*WHAT TO PRODUCE*
Give back, unchanged, the line containing "Find each vent" and every line after it up to the end of the listing.
TASK MATERIAL below:
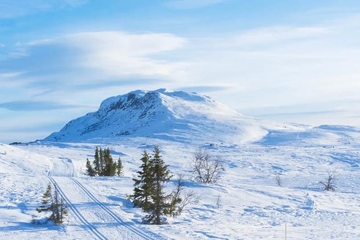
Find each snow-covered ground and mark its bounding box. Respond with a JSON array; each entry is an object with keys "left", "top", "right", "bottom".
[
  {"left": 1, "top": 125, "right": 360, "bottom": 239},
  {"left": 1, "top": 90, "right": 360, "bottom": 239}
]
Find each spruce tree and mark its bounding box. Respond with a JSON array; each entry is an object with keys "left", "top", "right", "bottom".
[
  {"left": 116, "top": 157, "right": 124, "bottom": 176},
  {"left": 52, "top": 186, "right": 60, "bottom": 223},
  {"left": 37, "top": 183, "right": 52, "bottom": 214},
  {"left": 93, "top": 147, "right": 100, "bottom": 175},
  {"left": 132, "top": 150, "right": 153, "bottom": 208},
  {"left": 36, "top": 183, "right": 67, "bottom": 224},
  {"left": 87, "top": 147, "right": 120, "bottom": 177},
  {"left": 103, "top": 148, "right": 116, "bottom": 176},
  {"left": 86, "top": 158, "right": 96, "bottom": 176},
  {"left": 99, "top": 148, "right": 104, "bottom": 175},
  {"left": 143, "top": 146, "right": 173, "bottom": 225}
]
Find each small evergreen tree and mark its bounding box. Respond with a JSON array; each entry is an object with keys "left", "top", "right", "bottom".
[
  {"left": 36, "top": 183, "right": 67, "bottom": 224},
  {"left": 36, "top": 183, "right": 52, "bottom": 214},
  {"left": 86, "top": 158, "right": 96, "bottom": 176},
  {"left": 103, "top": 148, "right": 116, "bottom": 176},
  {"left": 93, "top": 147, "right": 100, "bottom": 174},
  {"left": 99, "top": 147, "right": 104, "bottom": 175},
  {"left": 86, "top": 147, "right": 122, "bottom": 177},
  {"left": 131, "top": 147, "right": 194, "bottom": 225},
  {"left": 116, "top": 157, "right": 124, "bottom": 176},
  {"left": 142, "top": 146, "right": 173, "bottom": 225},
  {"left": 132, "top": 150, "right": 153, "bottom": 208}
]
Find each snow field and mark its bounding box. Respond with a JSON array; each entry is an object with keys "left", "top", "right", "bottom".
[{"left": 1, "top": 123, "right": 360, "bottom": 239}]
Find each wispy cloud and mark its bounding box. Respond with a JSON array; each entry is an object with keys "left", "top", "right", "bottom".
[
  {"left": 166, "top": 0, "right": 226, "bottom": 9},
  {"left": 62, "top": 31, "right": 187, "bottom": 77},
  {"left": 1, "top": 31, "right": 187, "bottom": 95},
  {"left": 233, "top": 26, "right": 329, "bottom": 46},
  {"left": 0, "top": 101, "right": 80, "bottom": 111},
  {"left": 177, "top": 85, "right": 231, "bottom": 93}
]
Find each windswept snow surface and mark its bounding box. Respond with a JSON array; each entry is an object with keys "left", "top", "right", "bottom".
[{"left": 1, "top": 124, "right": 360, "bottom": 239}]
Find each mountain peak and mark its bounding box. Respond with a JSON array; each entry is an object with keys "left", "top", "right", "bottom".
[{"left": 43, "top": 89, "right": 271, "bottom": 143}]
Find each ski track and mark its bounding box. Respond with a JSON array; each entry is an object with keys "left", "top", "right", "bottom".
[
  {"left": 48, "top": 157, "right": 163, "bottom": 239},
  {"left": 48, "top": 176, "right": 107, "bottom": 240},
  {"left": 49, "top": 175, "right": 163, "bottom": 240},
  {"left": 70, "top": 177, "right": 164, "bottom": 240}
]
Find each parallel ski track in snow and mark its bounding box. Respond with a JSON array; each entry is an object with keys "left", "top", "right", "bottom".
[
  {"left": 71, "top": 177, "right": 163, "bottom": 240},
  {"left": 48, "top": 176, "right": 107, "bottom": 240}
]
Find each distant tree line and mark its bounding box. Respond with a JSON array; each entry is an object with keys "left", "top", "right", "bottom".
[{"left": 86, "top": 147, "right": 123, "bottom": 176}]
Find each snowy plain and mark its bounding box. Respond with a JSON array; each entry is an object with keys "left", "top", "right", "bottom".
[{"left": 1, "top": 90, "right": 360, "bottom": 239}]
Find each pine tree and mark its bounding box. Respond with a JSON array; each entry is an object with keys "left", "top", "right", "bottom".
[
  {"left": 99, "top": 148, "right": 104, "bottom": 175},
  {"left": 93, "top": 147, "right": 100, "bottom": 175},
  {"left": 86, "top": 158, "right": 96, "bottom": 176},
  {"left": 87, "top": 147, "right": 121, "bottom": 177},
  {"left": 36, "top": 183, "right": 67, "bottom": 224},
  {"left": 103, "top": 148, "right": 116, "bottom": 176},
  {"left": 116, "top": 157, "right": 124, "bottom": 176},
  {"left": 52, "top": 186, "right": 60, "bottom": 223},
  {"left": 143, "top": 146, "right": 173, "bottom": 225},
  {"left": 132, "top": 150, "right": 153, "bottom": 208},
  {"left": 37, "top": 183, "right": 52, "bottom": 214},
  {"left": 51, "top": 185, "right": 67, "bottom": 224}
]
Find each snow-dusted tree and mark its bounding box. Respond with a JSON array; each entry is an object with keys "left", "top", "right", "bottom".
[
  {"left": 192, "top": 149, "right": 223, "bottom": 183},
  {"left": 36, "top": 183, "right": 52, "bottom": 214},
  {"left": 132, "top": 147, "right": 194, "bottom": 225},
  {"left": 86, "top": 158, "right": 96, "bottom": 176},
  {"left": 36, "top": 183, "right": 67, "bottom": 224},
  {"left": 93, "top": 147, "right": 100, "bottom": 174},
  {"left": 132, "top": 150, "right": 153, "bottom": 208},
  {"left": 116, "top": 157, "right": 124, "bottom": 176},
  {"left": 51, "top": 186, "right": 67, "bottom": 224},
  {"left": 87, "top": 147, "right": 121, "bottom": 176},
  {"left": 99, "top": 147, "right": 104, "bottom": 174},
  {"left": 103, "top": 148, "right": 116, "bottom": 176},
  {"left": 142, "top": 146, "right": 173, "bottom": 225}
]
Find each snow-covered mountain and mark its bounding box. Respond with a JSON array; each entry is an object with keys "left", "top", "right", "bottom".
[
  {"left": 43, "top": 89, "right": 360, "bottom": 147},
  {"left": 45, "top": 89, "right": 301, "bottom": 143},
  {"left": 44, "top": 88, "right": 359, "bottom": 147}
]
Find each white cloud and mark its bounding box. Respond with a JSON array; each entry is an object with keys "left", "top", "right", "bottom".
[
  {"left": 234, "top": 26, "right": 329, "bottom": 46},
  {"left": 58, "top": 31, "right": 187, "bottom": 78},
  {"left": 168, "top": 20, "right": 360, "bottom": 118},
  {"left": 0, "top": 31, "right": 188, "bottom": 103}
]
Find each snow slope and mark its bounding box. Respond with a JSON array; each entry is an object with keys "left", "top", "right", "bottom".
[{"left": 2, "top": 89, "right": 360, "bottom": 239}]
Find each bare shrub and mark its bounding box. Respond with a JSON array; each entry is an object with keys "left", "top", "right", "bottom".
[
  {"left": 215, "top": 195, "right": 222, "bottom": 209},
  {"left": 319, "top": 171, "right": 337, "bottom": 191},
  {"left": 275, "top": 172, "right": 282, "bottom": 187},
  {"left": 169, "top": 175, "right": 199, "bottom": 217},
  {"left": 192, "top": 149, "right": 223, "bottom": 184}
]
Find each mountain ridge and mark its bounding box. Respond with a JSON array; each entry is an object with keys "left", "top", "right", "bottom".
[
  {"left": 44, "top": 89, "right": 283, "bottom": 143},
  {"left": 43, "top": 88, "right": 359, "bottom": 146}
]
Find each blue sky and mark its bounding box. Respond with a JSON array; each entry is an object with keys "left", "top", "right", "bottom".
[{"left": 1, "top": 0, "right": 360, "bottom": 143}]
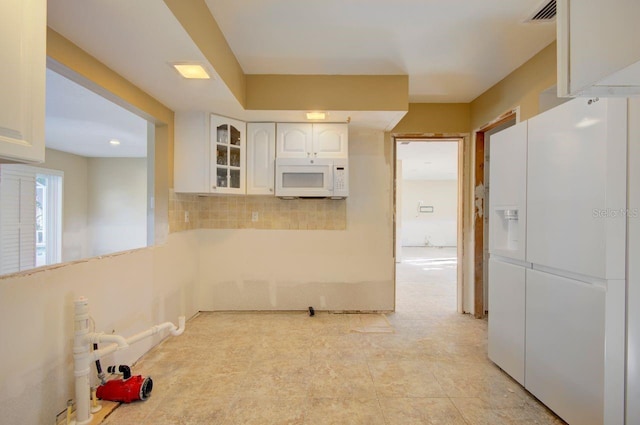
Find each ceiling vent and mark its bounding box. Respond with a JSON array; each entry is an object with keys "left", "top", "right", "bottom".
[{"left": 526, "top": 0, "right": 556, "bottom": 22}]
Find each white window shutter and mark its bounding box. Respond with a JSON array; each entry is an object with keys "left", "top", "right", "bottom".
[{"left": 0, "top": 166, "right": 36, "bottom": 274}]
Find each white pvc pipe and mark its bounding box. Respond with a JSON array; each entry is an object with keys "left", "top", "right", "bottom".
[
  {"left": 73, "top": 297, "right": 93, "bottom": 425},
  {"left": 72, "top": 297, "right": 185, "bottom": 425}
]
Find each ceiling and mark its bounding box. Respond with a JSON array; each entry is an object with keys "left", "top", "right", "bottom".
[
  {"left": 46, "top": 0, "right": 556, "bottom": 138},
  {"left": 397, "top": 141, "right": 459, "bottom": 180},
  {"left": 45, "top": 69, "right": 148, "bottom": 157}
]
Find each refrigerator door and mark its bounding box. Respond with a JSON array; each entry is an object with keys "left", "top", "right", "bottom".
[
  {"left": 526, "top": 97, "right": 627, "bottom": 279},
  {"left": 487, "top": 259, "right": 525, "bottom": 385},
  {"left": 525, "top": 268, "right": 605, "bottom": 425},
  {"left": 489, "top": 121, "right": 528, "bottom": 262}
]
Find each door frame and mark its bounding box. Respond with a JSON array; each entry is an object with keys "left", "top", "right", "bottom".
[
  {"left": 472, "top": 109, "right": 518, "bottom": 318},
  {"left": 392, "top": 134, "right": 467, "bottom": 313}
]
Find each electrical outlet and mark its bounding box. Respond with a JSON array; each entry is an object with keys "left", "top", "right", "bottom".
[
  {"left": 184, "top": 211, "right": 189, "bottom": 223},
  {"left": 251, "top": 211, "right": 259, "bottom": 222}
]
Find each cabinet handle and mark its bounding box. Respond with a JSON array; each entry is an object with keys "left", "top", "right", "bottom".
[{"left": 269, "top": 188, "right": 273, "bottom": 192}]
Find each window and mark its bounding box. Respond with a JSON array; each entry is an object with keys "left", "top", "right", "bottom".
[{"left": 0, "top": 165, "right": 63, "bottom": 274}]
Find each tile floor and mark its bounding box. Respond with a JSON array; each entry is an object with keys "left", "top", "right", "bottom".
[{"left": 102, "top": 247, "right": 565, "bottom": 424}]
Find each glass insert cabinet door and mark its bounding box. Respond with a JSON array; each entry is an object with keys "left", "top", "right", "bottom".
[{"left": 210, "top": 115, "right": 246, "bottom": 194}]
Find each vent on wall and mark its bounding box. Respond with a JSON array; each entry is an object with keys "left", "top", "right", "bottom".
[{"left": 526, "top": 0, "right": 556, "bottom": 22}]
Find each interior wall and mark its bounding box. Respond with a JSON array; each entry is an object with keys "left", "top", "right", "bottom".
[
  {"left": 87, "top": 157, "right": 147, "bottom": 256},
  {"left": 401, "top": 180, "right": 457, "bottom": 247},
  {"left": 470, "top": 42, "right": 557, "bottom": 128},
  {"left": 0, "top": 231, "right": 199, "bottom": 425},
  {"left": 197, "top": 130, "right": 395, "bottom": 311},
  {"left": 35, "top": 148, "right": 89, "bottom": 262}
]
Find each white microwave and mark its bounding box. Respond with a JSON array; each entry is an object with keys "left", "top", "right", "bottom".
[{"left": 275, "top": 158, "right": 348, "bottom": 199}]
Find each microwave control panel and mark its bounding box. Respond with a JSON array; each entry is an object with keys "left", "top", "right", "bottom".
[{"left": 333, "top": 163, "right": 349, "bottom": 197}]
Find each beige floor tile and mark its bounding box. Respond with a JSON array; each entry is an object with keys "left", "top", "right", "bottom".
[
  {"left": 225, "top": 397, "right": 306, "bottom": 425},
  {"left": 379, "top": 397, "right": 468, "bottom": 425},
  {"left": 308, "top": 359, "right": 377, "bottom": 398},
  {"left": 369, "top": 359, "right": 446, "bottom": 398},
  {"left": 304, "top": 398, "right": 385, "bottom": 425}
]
End of TASK MATERIAL.
*OUTPUT OF THE EXERCISE*
Find each vent on wall and mark its bounding box. Respond with a JSON array; each entry is an object with keys "left", "top", "right", "bottom".
[{"left": 526, "top": 0, "right": 556, "bottom": 22}]
Find each interior wall and mark its bounding box. Respond with a JSON array; each entry is an object with keys "left", "top", "right", "bottom".
[
  {"left": 87, "top": 157, "right": 147, "bottom": 256},
  {"left": 401, "top": 180, "right": 457, "bottom": 247},
  {"left": 470, "top": 42, "right": 557, "bottom": 128},
  {"left": 0, "top": 231, "right": 199, "bottom": 425},
  {"left": 197, "top": 130, "right": 395, "bottom": 311},
  {"left": 35, "top": 148, "right": 89, "bottom": 262}
]
Find each white microwave and mark its bounding box. Respond with a JSON array; each entry is an object with keys "left", "top", "right", "bottom".
[{"left": 275, "top": 158, "right": 348, "bottom": 199}]
Find each microwave control panel and mark its bounding box. Respond with a JSON array; each entry is an object with keys "left", "top", "right", "bottom".
[{"left": 333, "top": 163, "right": 349, "bottom": 197}]
Find each beige floor tile and mark its bounding box. Respond with a JSON array; each entry is an object with keys "left", "top", "right", "bottom".
[
  {"left": 225, "top": 397, "right": 306, "bottom": 425},
  {"left": 379, "top": 397, "right": 468, "bottom": 425},
  {"left": 308, "top": 359, "right": 377, "bottom": 398},
  {"left": 369, "top": 359, "right": 446, "bottom": 398},
  {"left": 304, "top": 398, "right": 385, "bottom": 425}
]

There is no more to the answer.